* START Given records *

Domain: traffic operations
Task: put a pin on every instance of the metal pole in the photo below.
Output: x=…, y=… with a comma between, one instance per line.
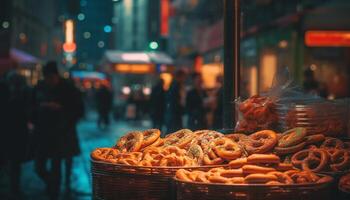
x=232, y=22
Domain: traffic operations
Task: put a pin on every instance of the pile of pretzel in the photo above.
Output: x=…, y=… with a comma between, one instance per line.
x=316, y=153
x=344, y=183
x=255, y=169
x=257, y=113
x=182, y=148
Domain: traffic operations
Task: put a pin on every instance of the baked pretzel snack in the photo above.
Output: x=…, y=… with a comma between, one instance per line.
x=237, y=176
x=314, y=160
x=180, y=138
x=131, y=142
x=104, y=154
x=226, y=148
x=149, y=137
x=292, y=137
x=330, y=143
x=344, y=183
x=261, y=142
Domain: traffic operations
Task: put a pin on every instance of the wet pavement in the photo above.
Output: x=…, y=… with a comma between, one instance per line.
x=90, y=137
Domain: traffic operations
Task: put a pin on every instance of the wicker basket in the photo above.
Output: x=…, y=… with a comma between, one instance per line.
x=211, y=191
x=112, y=181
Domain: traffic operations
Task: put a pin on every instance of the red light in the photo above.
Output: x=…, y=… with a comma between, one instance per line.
x=327, y=38
x=69, y=47
x=164, y=17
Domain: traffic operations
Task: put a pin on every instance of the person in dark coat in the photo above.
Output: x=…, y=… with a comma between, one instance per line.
x=157, y=104
x=195, y=104
x=175, y=102
x=104, y=99
x=58, y=106
x=17, y=134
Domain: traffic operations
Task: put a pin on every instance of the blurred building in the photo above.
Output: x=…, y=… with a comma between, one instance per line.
x=94, y=31
x=137, y=25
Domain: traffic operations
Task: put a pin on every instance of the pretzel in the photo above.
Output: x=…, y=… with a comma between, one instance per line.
x=231, y=173
x=104, y=154
x=180, y=138
x=238, y=163
x=332, y=143
x=304, y=177
x=196, y=152
x=284, y=167
x=237, y=137
x=226, y=148
x=183, y=175
x=205, y=138
x=149, y=137
x=130, y=142
x=260, y=178
x=254, y=169
x=292, y=137
x=340, y=160
x=207, y=160
x=282, y=177
x=344, y=183
x=315, y=139
x=261, y=142
x=263, y=159
x=311, y=159
x=289, y=150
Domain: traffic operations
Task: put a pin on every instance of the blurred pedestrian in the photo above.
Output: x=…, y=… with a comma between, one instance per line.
x=310, y=84
x=175, y=102
x=195, y=105
x=218, y=110
x=58, y=106
x=157, y=104
x=104, y=98
x=17, y=119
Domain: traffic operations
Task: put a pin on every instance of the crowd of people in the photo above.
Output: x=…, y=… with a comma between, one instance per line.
x=40, y=124
x=201, y=108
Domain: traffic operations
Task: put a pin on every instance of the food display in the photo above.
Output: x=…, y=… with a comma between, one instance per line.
x=256, y=113
x=344, y=183
x=255, y=169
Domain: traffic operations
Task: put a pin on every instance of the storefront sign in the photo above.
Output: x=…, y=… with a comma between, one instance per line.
x=327, y=38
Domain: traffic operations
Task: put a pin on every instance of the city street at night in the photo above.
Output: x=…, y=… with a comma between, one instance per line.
x=90, y=137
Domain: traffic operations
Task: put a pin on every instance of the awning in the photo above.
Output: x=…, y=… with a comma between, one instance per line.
x=22, y=57
x=120, y=57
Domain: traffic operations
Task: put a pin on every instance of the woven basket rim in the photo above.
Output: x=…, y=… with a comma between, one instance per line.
x=227, y=186
x=157, y=167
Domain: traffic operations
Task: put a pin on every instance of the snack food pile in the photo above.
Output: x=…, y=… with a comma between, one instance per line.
x=255, y=169
x=257, y=113
x=182, y=148
x=344, y=183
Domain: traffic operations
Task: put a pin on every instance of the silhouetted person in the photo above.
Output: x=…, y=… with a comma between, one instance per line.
x=195, y=104
x=310, y=85
x=58, y=108
x=175, y=102
x=104, y=100
x=218, y=111
x=157, y=104
x=17, y=135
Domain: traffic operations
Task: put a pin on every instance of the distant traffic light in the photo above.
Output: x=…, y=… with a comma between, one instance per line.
x=153, y=45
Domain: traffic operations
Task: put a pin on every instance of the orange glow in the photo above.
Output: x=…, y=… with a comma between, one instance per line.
x=253, y=82
x=164, y=17
x=134, y=68
x=167, y=78
x=268, y=70
x=69, y=47
x=69, y=31
x=327, y=38
x=210, y=73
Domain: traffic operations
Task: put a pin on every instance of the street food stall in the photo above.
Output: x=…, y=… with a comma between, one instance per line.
x=261, y=152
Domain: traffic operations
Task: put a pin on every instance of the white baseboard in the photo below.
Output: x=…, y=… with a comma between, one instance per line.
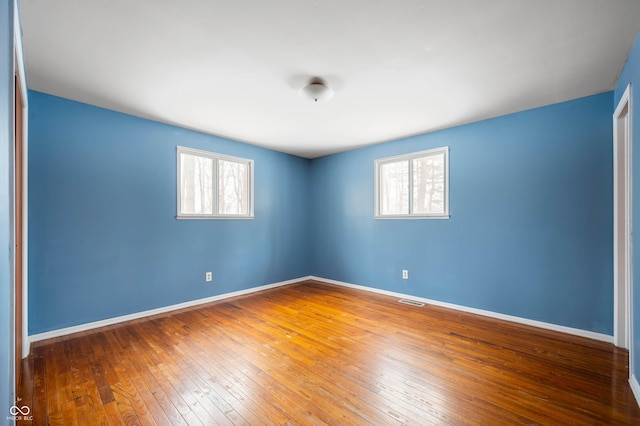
x=115, y=320
x=110, y=321
x=540, y=324
x=635, y=387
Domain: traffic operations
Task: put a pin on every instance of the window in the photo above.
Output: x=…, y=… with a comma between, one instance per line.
x=413, y=185
x=214, y=186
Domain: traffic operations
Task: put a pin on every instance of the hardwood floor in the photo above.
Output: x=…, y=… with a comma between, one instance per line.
x=313, y=353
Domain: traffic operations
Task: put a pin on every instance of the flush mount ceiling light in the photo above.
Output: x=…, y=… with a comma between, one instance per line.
x=316, y=91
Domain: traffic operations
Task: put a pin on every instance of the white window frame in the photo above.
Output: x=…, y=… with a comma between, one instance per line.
x=410, y=157
x=215, y=157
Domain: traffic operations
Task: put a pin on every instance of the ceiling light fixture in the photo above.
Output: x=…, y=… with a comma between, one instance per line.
x=316, y=91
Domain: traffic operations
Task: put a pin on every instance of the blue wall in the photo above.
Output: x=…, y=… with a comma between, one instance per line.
x=631, y=75
x=6, y=220
x=530, y=232
x=103, y=237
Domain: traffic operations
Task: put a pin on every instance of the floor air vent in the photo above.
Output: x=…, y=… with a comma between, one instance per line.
x=411, y=302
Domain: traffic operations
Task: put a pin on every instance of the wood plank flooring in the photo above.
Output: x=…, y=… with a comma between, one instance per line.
x=314, y=354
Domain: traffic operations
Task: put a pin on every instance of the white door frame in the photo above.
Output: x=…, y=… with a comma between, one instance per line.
x=20, y=70
x=622, y=225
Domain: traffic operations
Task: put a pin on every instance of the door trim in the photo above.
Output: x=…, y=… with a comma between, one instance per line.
x=622, y=210
x=19, y=69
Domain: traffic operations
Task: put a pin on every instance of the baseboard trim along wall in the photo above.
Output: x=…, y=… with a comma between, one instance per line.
x=635, y=387
x=519, y=320
x=115, y=320
x=97, y=324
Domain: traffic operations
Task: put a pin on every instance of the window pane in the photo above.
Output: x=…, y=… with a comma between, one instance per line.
x=394, y=188
x=428, y=184
x=196, y=184
x=232, y=188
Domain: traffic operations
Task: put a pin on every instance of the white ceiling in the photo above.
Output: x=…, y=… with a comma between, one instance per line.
x=397, y=67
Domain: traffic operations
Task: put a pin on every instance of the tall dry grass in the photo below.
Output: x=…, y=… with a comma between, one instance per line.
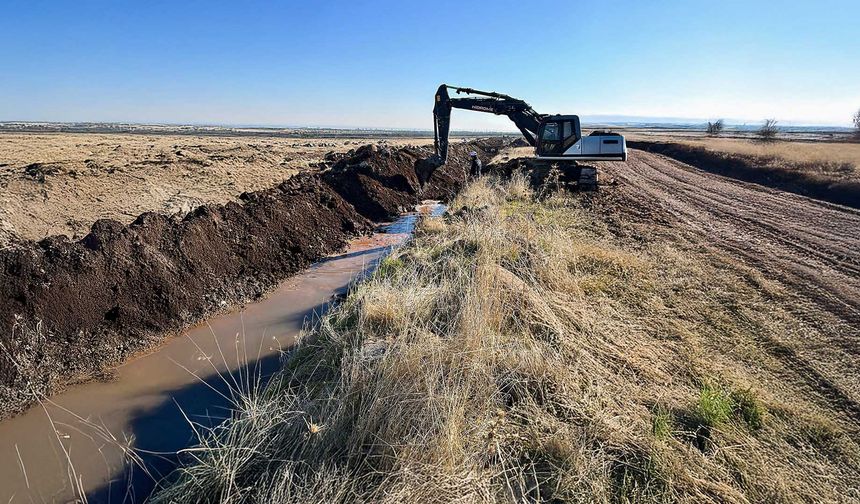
x=517, y=351
x=842, y=159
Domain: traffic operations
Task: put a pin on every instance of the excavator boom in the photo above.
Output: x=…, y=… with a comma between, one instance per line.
x=521, y=113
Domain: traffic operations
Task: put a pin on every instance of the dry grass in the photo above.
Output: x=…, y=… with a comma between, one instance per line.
x=823, y=156
x=520, y=351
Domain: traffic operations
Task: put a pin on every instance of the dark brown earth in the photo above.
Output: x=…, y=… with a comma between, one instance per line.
x=70, y=309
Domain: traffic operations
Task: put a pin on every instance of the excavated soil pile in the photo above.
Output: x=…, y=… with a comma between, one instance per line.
x=70, y=309
x=807, y=180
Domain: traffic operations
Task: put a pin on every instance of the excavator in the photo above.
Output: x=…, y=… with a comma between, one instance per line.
x=557, y=139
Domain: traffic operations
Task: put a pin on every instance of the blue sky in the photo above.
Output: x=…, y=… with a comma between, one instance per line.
x=378, y=63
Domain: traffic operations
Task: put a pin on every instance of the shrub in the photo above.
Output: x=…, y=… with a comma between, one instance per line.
x=714, y=406
x=768, y=131
x=749, y=408
x=716, y=127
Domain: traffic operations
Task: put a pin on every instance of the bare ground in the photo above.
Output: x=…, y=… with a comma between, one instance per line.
x=60, y=183
x=811, y=248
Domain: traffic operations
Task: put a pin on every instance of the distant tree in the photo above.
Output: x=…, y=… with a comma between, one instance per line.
x=716, y=127
x=857, y=123
x=768, y=131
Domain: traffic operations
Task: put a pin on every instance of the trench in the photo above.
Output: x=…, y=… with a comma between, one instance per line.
x=82, y=441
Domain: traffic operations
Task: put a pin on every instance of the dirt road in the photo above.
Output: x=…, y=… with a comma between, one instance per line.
x=810, y=247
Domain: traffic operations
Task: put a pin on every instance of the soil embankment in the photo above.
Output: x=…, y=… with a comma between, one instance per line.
x=815, y=180
x=71, y=308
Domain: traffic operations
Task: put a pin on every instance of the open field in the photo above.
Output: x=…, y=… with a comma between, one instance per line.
x=645, y=344
x=680, y=335
x=61, y=183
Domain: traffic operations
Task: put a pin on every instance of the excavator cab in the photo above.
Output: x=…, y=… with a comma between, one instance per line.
x=557, y=139
x=557, y=134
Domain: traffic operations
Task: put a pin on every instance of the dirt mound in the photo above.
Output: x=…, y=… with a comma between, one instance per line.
x=122, y=288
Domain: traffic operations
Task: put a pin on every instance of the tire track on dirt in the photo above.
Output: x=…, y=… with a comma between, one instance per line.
x=812, y=247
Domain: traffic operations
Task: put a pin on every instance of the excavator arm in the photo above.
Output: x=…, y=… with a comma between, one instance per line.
x=521, y=113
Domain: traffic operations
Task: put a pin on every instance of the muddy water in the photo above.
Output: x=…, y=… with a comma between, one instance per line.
x=76, y=443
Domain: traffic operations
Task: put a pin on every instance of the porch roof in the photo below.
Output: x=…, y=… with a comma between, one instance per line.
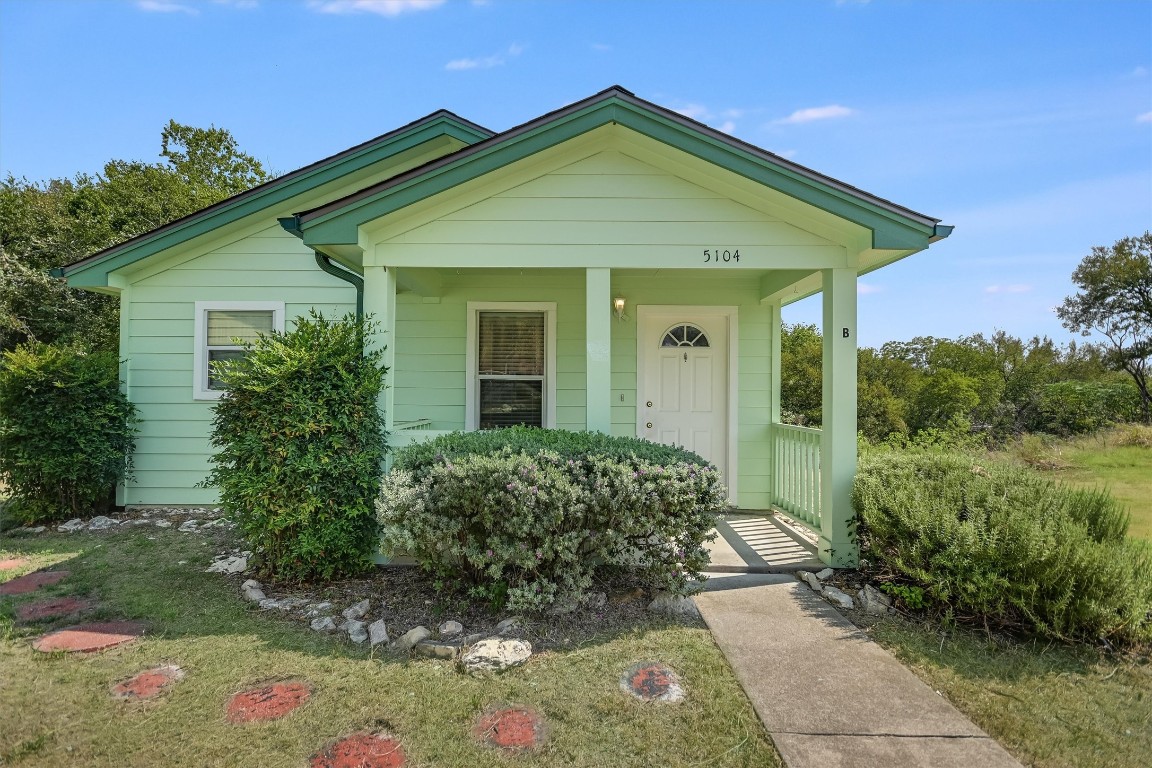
x=334, y=227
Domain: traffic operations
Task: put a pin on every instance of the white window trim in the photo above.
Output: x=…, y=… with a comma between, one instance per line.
x=201, y=351
x=471, y=402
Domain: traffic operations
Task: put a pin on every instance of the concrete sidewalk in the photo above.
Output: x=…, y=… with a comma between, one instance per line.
x=826, y=693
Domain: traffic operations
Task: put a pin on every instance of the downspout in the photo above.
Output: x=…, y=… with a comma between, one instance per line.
x=292, y=225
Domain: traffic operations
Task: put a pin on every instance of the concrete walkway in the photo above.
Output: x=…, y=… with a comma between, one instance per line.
x=826, y=693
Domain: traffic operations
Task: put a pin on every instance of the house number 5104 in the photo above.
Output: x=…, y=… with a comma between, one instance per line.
x=715, y=256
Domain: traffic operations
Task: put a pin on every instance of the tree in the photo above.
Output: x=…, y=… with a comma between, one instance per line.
x=1115, y=301
x=45, y=225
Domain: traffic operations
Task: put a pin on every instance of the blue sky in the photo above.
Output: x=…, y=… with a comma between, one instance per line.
x=1028, y=124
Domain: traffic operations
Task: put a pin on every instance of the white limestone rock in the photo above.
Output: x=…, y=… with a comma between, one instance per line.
x=378, y=632
x=358, y=610
x=673, y=605
x=836, y=598
x=408, y=640
x=495, y=655
x=451, y=629
x=873, y=601
x=229, y=565
x=810, y=579
x=324, y=624
x=356, y=630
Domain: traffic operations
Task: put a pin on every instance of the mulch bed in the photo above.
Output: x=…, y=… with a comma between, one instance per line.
x=361, y=751
x=32, y=582
x=86, y=638
x=267, y=702
x=509, y=728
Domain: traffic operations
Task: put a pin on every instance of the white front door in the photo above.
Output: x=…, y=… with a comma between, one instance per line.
x=682, y=382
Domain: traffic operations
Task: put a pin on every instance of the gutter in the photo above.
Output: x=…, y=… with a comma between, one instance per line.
x=292, y=225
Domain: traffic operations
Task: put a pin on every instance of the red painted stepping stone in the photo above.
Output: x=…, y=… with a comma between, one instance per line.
x=267, y=702
x=651, y=681
x=51, y=608
x=32, y=582
x=90, y=637
x=148, y=684
x=509, y=728
x=361, y=751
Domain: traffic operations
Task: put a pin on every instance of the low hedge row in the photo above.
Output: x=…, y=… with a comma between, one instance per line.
x=1003, y=546
x=525, y=517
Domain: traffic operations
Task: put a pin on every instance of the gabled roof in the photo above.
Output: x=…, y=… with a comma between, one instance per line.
x=440, y=123
x=893, y=226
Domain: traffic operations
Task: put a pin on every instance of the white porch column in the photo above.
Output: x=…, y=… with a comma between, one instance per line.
x=598, y=336
x=380, y=305
x=838, y=441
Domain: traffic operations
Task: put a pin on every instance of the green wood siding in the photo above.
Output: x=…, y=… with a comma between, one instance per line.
x=172, y=448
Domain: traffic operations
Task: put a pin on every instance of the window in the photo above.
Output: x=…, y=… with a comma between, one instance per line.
x=221, y=328
x=510, y=365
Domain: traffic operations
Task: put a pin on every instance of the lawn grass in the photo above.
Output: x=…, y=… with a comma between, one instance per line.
x=57, y=709
x=1051, y=706
x=1099, y=461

* END Given records *

How many lines in the listing above contain the word "frame"? Give only the number.

2